─── Texte fourni ───

De plus, les joints sont larges et irréguliers, comblés avec de la
boue où l'on a mêlé des cailloux, dans les endroits les plus larges.
Ces défauts de construction s'expliquent par le fait qu'à cette
époque primitive chacun bâtissait sa propre maison; les maçons
professionnels (voir Arts et métiers) n'étaient employés qu'aux
constructions de grande importance (résidences royales, temples,
murailles des villes); il s'ensuit que les pierres travaillées ne
sont citées, dans l'A.T., qu'à propos de tels édifices (1Ro
5:17) ou de riches demeures (Am 5:11,Esa 9:9).

Plus tard--et cela se voit dans les fouilles de Guézer, par les
maisons postérieures à l'exil--les pierres furent bien travaillées et
polies, comme nos briques modernes. Le sol palestinien renfermait
beaucoup de belles pierres, faciles à tailler. Entre ces deux
extrêmes: murs en mauvaises pierres, et murs en pierres de taille,
prend place le mur en moellons ou pierres de carrière grossièrement
équarries à coups de marteau. Nous avons vu quel était le mortier
habituel à cette époque.

En général, on faisait des murs très épais, pour assurer d'abord
la solidité malgré les défauts de construction, et ensuite la
fraîcheur constante. Leur épaisseur variait de 0,45 à 0,60 m., et les
cloisons ne dépassaient pas 0,20 à 0,30 m. A quatre mille ans de
distance, on trouve dans notre pays même des genres de construction
identiques: dans nos campagnes, pour construire un mur, on commence
par chercher des pierres en creusant sur place, puis on le bâtit avec
un mortier d'une composition analogue au mortier des Hébreux; et les
murs de ces maisons sont très épais pour les mêmes raisons
qu'autrefois.

On a dit que le mur était souvent bâti à même le roc; quand
celui-ci manquait, on faisait reposer les angles du mur sur des blocs
de pierre plus ou moins plats, la maison était ainsi assise sur ces
grosses pierres et elle était à peu près aussi résistante que bâtie
sur le rocher. La pose de ces blocs dispensait de creuser de
profondes fondations. Aujourd'hui encore, en France, la plupart des
maisons de la campagne sont bâties sur des pierres semblables. Il
faut voir une allusion à cette coutume dans Esa 28:16,Ps
118:22,Job 38:6, etc. (voir Angle).

───

Énoncé du problème a :: Rassemblez toutes les lignes de la liste ci-dessous qui contiennent la chaîne "silo", en tenant compte de la casse.
Le texte et la liste proviennent de sources différentes.

─── Données d'entrée ───

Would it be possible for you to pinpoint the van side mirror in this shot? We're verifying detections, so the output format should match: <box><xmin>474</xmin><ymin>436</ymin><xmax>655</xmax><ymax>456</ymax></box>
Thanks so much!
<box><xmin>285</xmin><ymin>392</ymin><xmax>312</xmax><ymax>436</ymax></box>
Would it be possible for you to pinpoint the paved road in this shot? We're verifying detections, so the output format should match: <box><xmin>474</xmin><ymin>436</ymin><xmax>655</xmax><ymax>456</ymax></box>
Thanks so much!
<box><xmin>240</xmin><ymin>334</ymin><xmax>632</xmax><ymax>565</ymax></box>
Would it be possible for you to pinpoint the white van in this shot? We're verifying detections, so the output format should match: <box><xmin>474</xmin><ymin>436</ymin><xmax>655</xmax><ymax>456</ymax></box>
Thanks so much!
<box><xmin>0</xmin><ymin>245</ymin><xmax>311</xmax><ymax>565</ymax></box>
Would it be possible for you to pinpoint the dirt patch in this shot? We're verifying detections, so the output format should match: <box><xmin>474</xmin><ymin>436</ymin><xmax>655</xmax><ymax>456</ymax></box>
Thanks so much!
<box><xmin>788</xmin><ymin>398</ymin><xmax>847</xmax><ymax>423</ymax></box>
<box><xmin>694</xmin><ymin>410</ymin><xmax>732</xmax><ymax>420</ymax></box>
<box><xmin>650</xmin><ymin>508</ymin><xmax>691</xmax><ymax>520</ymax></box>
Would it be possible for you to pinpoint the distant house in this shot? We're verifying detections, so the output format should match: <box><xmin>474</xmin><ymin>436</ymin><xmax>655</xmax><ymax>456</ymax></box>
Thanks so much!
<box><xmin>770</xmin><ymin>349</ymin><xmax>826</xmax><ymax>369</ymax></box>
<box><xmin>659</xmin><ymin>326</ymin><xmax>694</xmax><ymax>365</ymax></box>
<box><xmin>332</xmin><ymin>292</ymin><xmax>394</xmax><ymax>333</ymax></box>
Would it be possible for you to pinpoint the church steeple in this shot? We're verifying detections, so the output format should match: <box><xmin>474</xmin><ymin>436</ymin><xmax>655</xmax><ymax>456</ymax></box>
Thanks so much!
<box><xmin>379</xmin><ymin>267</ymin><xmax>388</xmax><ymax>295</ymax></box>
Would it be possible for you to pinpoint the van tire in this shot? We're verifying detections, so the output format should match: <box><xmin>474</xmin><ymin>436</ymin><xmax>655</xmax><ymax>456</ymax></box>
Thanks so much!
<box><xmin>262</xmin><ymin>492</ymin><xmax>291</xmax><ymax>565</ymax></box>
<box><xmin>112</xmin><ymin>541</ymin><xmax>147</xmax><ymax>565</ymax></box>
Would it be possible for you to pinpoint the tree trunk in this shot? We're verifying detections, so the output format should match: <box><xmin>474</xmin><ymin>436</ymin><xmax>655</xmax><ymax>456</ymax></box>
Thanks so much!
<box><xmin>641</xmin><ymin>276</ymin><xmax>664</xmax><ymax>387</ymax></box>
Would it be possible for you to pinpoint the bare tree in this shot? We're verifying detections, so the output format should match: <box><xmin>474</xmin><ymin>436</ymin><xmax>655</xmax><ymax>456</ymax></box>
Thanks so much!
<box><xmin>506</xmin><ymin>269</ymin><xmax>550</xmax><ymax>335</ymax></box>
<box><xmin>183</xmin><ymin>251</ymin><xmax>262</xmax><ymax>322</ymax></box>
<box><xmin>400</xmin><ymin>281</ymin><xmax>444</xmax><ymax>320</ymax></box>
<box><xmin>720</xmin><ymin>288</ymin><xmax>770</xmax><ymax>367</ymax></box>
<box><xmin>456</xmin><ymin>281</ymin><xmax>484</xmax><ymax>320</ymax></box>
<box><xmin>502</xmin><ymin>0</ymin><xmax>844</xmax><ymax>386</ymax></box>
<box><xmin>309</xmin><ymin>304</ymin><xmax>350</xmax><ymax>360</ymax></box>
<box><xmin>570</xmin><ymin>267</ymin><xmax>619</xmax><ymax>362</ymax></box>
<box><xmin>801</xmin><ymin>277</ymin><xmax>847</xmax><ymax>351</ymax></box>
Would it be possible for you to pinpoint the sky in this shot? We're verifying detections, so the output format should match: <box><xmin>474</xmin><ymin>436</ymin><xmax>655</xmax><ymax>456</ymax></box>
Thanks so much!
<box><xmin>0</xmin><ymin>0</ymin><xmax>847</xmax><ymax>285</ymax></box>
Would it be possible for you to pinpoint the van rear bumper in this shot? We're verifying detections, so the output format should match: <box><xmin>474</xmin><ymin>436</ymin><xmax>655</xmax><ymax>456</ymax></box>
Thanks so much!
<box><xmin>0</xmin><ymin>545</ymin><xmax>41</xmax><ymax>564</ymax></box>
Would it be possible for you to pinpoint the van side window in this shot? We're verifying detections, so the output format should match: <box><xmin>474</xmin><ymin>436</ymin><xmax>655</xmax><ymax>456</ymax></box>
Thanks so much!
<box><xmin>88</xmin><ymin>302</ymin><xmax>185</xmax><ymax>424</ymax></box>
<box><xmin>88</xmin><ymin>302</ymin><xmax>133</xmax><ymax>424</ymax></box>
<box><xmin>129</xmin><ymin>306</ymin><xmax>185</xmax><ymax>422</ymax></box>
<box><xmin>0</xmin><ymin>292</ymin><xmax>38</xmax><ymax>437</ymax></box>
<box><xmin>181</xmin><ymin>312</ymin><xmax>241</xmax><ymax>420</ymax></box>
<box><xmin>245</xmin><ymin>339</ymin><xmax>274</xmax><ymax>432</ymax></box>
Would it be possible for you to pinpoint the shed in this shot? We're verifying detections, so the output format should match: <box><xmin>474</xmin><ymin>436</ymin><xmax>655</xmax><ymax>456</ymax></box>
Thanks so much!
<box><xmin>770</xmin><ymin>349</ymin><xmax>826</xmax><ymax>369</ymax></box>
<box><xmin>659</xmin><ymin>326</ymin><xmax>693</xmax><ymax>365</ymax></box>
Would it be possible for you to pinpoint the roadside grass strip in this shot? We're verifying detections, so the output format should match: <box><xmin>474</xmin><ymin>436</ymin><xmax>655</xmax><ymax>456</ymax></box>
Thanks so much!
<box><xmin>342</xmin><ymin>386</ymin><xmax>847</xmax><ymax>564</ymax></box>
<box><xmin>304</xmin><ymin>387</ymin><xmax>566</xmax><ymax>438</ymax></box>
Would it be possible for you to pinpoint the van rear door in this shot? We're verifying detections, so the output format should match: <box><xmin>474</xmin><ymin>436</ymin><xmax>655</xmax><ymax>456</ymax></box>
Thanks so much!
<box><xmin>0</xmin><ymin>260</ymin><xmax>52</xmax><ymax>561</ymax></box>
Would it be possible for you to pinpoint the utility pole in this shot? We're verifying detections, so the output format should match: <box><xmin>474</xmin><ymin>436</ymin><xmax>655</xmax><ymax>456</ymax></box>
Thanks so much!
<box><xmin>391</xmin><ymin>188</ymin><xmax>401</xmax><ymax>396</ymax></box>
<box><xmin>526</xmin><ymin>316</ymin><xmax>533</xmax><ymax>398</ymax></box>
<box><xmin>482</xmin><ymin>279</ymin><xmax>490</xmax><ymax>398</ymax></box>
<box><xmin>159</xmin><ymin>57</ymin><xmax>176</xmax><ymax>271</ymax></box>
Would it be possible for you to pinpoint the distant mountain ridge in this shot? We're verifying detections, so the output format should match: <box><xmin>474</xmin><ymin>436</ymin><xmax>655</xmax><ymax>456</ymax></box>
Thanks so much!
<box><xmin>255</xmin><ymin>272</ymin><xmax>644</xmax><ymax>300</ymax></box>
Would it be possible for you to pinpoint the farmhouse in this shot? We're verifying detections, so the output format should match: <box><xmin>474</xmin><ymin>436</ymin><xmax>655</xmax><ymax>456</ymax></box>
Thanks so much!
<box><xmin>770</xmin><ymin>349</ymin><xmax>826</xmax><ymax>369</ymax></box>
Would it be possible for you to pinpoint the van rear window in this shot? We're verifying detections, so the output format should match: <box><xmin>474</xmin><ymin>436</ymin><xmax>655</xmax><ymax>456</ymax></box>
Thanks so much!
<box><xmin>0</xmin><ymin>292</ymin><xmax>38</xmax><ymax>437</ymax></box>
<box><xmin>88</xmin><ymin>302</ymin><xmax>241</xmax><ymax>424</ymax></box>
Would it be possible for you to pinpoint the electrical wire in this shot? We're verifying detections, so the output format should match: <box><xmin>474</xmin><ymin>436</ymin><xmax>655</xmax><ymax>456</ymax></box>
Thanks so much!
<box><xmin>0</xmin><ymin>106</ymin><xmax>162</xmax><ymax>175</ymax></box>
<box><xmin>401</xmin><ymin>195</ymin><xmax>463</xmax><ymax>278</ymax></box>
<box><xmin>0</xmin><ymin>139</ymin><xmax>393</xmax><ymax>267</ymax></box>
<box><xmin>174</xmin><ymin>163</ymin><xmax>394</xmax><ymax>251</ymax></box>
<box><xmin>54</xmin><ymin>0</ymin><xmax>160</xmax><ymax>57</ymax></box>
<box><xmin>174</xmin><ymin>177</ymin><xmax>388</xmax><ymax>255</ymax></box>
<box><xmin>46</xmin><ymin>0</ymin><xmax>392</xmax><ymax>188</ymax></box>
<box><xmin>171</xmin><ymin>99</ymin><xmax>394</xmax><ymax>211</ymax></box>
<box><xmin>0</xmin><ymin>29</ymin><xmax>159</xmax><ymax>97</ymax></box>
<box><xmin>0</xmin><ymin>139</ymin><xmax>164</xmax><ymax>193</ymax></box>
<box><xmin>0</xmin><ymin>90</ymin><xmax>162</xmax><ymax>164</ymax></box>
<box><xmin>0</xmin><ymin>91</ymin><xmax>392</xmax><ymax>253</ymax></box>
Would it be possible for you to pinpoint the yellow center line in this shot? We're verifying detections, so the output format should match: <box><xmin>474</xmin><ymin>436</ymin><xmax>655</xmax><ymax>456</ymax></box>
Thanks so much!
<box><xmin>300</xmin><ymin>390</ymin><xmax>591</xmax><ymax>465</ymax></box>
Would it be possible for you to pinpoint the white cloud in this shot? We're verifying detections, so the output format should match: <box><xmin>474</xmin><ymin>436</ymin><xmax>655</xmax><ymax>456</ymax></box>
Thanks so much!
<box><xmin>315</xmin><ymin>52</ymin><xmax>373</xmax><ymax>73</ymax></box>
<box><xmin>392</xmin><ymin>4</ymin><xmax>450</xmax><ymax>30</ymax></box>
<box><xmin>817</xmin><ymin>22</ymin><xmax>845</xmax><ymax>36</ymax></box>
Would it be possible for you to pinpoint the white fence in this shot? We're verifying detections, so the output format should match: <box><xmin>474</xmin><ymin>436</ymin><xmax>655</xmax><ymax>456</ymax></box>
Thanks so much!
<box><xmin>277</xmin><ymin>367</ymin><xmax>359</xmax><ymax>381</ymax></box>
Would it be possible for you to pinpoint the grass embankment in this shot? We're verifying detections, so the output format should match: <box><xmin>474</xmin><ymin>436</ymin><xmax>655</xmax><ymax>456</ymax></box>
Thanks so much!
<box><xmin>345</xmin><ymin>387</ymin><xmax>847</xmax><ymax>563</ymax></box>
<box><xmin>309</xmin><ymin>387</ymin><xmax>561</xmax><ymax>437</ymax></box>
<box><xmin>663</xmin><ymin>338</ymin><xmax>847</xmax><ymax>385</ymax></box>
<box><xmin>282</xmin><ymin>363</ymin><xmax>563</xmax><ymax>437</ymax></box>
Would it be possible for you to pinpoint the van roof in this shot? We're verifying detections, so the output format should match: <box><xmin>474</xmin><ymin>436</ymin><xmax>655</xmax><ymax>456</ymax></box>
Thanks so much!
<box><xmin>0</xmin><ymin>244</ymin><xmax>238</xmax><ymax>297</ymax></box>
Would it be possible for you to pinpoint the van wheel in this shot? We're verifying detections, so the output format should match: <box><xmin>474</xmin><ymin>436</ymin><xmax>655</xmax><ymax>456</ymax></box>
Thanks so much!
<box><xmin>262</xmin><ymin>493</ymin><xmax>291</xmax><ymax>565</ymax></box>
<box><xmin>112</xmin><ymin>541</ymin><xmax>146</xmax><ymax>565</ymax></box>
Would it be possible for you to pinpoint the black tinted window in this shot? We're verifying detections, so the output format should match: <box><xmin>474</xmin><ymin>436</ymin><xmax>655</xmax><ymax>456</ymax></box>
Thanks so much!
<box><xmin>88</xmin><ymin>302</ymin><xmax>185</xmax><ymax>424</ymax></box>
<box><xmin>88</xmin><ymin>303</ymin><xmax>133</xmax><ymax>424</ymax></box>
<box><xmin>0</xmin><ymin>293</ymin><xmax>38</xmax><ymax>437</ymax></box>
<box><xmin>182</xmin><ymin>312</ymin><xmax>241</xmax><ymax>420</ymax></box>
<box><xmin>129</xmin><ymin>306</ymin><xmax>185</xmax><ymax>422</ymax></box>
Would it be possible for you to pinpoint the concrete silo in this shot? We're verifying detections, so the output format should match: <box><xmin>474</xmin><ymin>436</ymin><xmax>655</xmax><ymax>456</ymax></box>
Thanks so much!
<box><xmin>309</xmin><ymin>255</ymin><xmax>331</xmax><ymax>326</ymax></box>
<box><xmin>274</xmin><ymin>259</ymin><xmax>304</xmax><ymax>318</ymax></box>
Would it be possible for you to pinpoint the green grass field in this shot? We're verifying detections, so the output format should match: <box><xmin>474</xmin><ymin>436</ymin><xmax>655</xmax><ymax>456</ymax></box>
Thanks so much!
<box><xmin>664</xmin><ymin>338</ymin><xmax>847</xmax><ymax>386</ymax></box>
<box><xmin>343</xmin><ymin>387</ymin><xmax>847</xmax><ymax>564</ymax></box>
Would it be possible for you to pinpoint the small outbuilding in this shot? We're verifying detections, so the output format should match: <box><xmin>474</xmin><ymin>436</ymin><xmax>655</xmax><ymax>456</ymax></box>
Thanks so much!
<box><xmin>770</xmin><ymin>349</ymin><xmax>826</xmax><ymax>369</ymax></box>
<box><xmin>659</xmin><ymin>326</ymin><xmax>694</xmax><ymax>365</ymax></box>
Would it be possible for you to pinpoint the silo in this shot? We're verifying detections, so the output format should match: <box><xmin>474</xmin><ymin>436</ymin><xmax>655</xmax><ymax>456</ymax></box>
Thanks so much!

───

Énoncé du problème b :: Poursuivez le texte ci-dessus sur la construction des murs chez les Hébreux, en reprenant juste après sa dernière phrase.

Réponse attendue a ::
Would it be possible for you to pinpoint the concrete silo in this shot? We're verifying detections, so the output format should match: <box><xmin>474</xmin><ymin>436</ymin><xmax>655</xmax><ymax>456</ymax></box>
Would it be possible for you to pinpoint the silo in this shot? We're verifying detections, so the output format should match: <box><xmin>474</xmin><ymin>436</ymin><xmax>655</xmax><ymax>456</ymax></box>

Réponse attendue b ::
Beaucoup expliquent «pierre d'angle» (Mr 12:10) de façon
différente: cette pierre serait au contraire posée au faîte du mur,
sur l'angle, afin de le consolider. Dans Esa 28:16, sans aucun
doute il s'agit de fondation, ce que confirme le fait que cette
pierre d'angle servira de pierre d'achoppement. Les blocs de
fondement avaient une surface d'un ou deux mètres carrés, une
épaisseur variable, mais pour plus de solidité le mur reposait sur
leur milieu; ainsi la pierre d'angle dépassait l'arête de la maison,
souvent au-dessus du sol, et l'on pouvait s'y heurter et tomber: la
pierre d'angle devenait pierre d'achoppement. L'apôtre Pierre est
comparé à la «pierre» d'angle sur laquelle sera fondée
l'Église (Mt 16:18).

Des murs aussi sommairement construits étaient souvent déformés,
bombés en dedans ou en dehors (Ps 62:4); de plus l'humidité les
imprégnait facilement, ils se couvraient de mousse, de salpêtre à
l'intérieur: sans doute la «lèpre» de certains passages (Le
14:34); comp, notre expression: un mur lépreux. Malgré leur
épaisseur, les murs étaient d'une solidité relative; l'infiltration
d'un toit en mauvais état pouvait provoquer des lézardes et
l'effondrement.

Aujourd'hui encore, dans les oasis sud-algériennes, sous une
forte averse d'une heure ou deux, les huttes de pisé des nomades sont
totalement écrasées. A Damas, à Tibériade, on a vu récemment de
violentes pluies laver les murs en en détachant des parcelles de
terre qui devenaient des ruisseaux de boue; c'est probablement ce que
veut dire Za 9:3. De toute façon, la pluie était le grand ennemi
des maisons, comme le montrent nombre d'images des prophètes (Am
6:11 etc.). Dans Eze 13:11,17 est décrit avec couleur l'orage
qui fait crouler la maison; on y voit aussi la confirmation d'un
usage courant encore aujourd'hui, en Orient et en Europe: par
précaution contre les pluies, on recouvre de plâtre la terre qui sert
de mortier sur le mur; mais une violente averse peut encore l'entamer.

A l'intérieur, on enduisait le mur d'un crépi de mortier
(Le 14:42) ou d'une couche de chaux (Da 9:5). A l'extérieur, il
devait y avoir un badigeon semblable (Eze 22:28), souvent
renouvelé, qui donnait à la maison un aspect de propreté
(Ac 23:3, cf. Mt 23:27).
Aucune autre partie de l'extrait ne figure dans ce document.